**REQUIRED WORK:**
All the data should be repeated exactly. Any image in it is left out.

**Named object pointing entries:**
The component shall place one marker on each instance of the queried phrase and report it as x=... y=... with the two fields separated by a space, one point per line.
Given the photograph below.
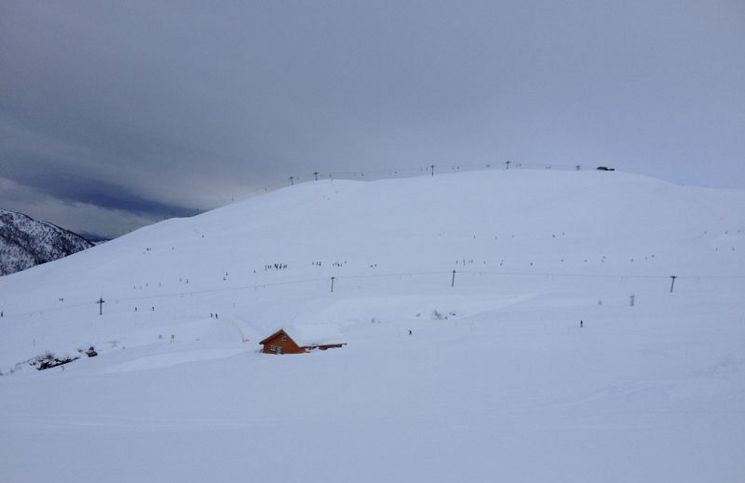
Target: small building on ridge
x=280 y=342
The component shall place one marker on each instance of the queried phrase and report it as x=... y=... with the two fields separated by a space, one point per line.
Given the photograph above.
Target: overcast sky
x=117 y=114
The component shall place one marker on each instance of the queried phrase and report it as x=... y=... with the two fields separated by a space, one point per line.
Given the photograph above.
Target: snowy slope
x=25 y=242
x=497 y=381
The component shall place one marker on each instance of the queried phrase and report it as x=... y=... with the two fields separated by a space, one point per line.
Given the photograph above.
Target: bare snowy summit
x=25 y=242
x=516 y=323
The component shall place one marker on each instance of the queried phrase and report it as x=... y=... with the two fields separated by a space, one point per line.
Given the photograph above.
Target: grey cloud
x=154 y=98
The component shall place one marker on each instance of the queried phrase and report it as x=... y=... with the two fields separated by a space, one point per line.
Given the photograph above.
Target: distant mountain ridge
x=25 y=242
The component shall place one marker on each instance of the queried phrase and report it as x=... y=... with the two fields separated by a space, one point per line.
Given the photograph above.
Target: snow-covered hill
x=490 y=271
x=25 y=242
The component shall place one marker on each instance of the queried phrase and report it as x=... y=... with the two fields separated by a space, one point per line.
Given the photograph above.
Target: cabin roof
x=308 y=334
x=279 y=332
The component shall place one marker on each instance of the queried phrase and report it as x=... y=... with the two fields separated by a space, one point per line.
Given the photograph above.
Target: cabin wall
x=288 y=346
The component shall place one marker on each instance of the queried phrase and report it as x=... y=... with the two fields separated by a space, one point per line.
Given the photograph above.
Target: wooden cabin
x=280 y=342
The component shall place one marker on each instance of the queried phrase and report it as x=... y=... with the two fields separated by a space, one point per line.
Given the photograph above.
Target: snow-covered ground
x=497 y=382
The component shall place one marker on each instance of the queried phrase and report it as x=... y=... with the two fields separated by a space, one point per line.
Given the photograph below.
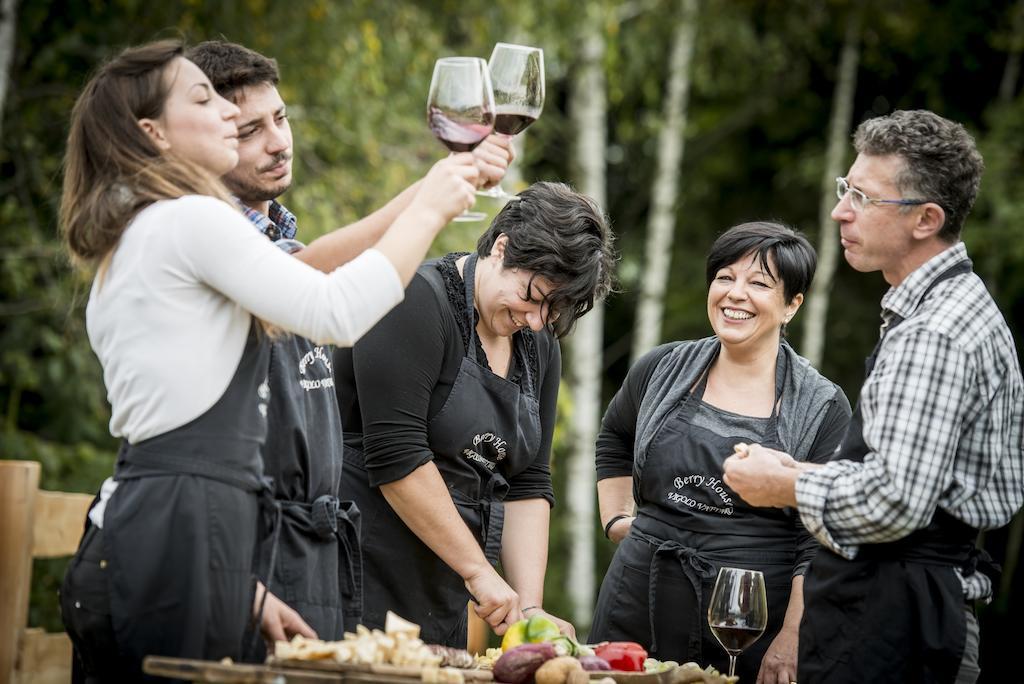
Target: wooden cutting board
x=376 y=671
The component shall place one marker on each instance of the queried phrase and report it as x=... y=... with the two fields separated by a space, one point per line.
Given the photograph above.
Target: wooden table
x=312 y=672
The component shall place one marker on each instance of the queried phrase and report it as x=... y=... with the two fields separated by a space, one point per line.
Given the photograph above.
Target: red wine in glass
x=517 y=74
x=737 y=613
x=461 y=108
x=459 y=136
x=735 y=639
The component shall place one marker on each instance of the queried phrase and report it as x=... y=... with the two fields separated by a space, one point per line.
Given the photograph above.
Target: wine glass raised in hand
x=738 y=611
x=461 y=108
x=517 y=75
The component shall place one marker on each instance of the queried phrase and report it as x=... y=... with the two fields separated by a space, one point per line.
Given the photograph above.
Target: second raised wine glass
x=517 y=75
x=738 y=610
x=461 y=108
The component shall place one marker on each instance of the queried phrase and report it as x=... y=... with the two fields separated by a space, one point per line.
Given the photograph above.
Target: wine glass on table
x=738 y=611
x=517 y=75
x=461 y=109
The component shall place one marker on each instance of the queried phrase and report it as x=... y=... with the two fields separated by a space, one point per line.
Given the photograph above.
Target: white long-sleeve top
x=169 y=316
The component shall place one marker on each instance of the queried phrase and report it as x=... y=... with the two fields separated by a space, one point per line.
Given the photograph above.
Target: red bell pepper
x=623 y=655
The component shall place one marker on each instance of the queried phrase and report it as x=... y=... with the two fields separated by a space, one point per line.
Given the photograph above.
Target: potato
x=556 y=671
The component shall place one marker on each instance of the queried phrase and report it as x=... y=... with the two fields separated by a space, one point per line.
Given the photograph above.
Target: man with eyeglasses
x=935 y=451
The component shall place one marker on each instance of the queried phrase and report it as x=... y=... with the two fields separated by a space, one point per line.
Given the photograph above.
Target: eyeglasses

**RESULT:**
The component shall place one marker on each instance of the queried phrase and report it as x=... y=... with the two fields separated by a space, one point per line.
Given the photograph below.
Target: small building on ridge
x=280 y=342
The component shall place one marker on each instance of the queried phrase and report it as x=... y=... with the two fields separated by a space, one point per line.
Given the photograph above.
Target: overcast sky
x=117 y=114
The component shall place one marker on each instance of the queried phrase and report it as x=... y=... with the two fields separated by a space, one point per line.
Given the photograph above.
Target: snowy slope
x=25 y=242
x=497 y=381
The component shall place one marker on each instance of the queried phrase and report it as x=... y=... with the two fields separated by a space, one point per line.
Given the photograph above.
Target: bare snowy summit
x=25 y=242
x=516 y=323
The component shall place one marker on each instance of the queried phrase and report it as x=... y=... with the two fields separated by a space, one point per line.
Given the photograph above.
Target: grey cloud
x=154 y=98
The component shall place one marker on each instance of the queried phrase and report it as x=... y=... with the two fields separated by a space, one point per line.
Given the photograph above.
Target: distant mountain ridge
x=25 y=242
The component shall place one marker on each instance of the queried phrase and report it as x=... y=... with the two fields separated by a space, one point per line.
Given the photograph above.
Target: snow-covered hill
x=490 y=271
x=25 y=242
The component shall place one marker on each instance of the queried phrase and report it as x=... y=... with the two fields separated by a space, one point per line.
Given the photograph above.
Target: cabin roof
x=308 y=334
x=279 y=332
The component shall place one marker on each instance of the queried phrase and report it as x=... y=... with the two fields separated by a space, one point per line.
Given the photograph above.
Target: cabin wall
x=288 y=346
The component shall place one marker on each instance of the queried phrase and report it as x=... y=... with the two fields separated by a space, one point per line.
Given the photograph above.
Target: wooden cabin
x=280 y=342
The component shall place one marker on each instance of the queried phrase and report it as x=... y=... with the two fields separated by a space, one point per line.
Given the photograph above.
Target: snow-covered ground
x=497 y=382
The component shall place one marker on each instance of the queried phrase and report it as x=... y=... with the two fields separated by a space, one point per line.
Given the photograph below.
Target: wooden cutting board
x=376 y=671
The component shall place one marker on each instance of the queried phrase and report it as x=... y=... with the two fields separated by a space, one point per line.
Given the photograph above.
Target: wooden table
x=312 y=672
The component shall place one marker on each instance of the queried phrase and report it as x=... y=... with the two fields separated by a space, one point per line.
Given the photograph above.
Target: red wine in glass
x=517 y=74
x=737 y=613
x=461 y=108
x=459 y=136
x=735 y=639
The component shall place one marker on each instance of the queried phrase and report it as x=... y=... with the two fields separated by a space, one point per line.
Given the photograph above.
Target: wine glass raised in hand
x=738 y=611
x=461 y=108
x=517 y=75
The component shall place one marker on each instance of the queried phrase and report it as x=... y=... with the two fields separated by a space, one point per line.
Given the photograph above.
Target: second raised wine glass
x=517 y=75
x=738 y=610
x=461 y=108
The component shall place one marker on each instance of the queried phrase and report it as x=... y=... with the two fields separated by a space, one point per line.
Given the photograph above.
Target: wine glass on table
x=738 y=611
x=517 y=75
x=461 y=109
The component shall place one marker on each instance of the queried phrase and report it as x=... y=... with the two fields separated by a space, one point per line.
Given the photograph above.
Target: white long-sleeve top
x=169 y=316
The component shall place one marker on each instance of the queried phrase and report it as x=... y=... with the two fields separated by a space, one point per line.
Given the photograph above.
Target: red bell pepper
x=623 y=655
The component shall place one marker on each instance of the queried phrase and report it as x=... y=... with the two fields separated by a space, one point per line.
Given the photograph above.
Target: potato
x=556 y=671
The component shall place one marker on each instance of the queried phrase and report it as x=... y=... with the two fields separated by a space, one point per line.
Given the photograph above.
Target: man with eyeglasses
x=935 y=451
The component shall place one marker on each instance of the queried phrase and report it as x=... y=... with the two fields separated by a space, one point per line.
Given the photograph above.
Target: eyeglasses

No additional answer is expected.